** Start **
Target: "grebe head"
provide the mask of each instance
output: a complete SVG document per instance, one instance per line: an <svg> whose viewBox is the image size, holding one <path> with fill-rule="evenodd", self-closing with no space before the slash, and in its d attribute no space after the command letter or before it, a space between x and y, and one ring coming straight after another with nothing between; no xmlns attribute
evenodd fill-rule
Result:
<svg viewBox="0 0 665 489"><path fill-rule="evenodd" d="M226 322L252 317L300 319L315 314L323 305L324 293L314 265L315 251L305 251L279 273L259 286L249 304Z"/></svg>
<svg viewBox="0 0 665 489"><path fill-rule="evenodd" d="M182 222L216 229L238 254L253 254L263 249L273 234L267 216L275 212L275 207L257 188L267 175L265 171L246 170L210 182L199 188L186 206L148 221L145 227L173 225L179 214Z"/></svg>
** End **
Work to complete:
Please repeat the data above line for line, without changing anything.

Task solution:
Target: "grebe head"
provide the mask of each instance
output: a complete SVG document per instance, one instance per line: an <svg> whose viewBox is the image size, holding one <path> with fill-rule="evenodd", self-closing with no space before the slash, and in its d attribute no space after the command letter or before it, a space between x and y, and one ring coming straight after another with nothing between; no xmlns attribute
evenodd fill-rule
Result:
<svg viewBox="0 0 665 489"><path fill-rule="evenodd" d="M226 322L252 317L300 319L315 314L323 305L324 293L314 265L315 251L305 251L279 273L259 286L249 304Z"/></svg>
<svg viewBox="0 0 665 489"><path fill-rule="evenodd" d="M182 222L216 229L238 254L253 254L263 249L273 234L267 216L275 212L275 207L257 188L267 175L265 171L246 170L210 182L199 188L186 206L148 221L145 227L173 225L179 214Z"/></svg>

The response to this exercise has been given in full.